→ Co należy zrobić
Zmień wyrażenie „mountain range” na „mountain ridge” we wszystkich wierszach od tego, który zawiera „of the distant”, aż do tego, który zawiera „Target: distant mountain range”, włącznie. Podaj te wiersze ponownie, a całą resztę pozostaw bez zmian.

***** Wiersze źródłowe

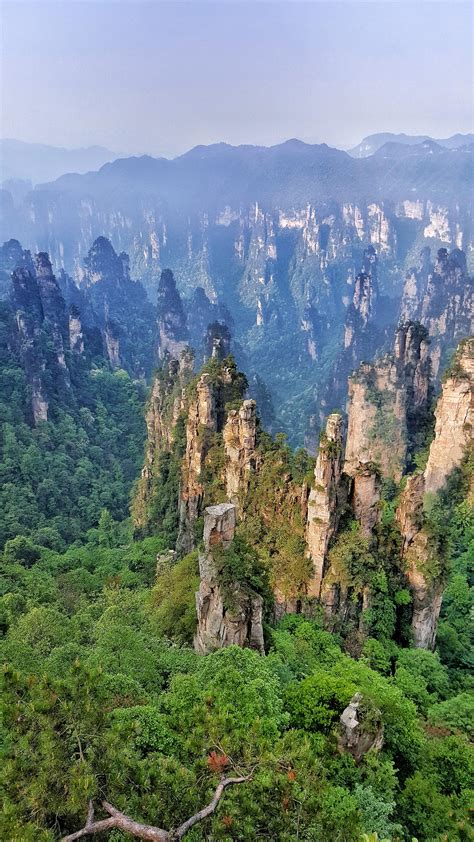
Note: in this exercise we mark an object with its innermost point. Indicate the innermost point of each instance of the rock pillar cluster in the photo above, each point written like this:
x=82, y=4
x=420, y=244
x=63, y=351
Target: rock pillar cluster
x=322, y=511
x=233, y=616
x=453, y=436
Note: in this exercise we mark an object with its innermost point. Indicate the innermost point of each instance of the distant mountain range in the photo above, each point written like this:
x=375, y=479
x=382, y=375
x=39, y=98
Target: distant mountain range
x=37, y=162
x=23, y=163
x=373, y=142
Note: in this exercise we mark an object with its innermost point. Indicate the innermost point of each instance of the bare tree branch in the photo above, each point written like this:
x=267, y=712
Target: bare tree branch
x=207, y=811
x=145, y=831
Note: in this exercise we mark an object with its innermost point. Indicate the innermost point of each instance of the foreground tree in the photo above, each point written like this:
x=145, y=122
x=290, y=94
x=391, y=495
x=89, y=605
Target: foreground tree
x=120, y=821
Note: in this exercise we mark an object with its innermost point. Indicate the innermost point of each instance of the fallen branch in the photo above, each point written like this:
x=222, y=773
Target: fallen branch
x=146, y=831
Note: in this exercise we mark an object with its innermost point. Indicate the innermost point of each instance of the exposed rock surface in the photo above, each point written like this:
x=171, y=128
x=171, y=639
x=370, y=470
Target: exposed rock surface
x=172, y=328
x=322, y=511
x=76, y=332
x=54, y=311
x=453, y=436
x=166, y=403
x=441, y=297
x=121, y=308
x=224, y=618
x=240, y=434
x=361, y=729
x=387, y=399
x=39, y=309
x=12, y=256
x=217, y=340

**********
***** Wiersze źródłowe

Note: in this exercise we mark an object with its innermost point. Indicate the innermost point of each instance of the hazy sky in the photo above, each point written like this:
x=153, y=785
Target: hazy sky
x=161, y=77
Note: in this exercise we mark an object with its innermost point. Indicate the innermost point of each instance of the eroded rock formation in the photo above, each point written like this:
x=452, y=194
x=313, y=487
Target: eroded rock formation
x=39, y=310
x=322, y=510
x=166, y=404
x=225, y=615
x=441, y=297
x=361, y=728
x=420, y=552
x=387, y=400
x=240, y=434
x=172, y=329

**********
***** Wiersze źródłowe

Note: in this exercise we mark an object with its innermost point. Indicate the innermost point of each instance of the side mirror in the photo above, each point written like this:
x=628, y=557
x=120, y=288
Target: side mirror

**********

→ Odpowiedź do zadania
Note: in this exercise we mark an object with its innermost point. Indicate the innermost point of each instance of the distant mountain ridge in the photo above, each point written like this:
x=375, y=479
x=382, y=375
x=39, y=98
Target: distant mountain ridge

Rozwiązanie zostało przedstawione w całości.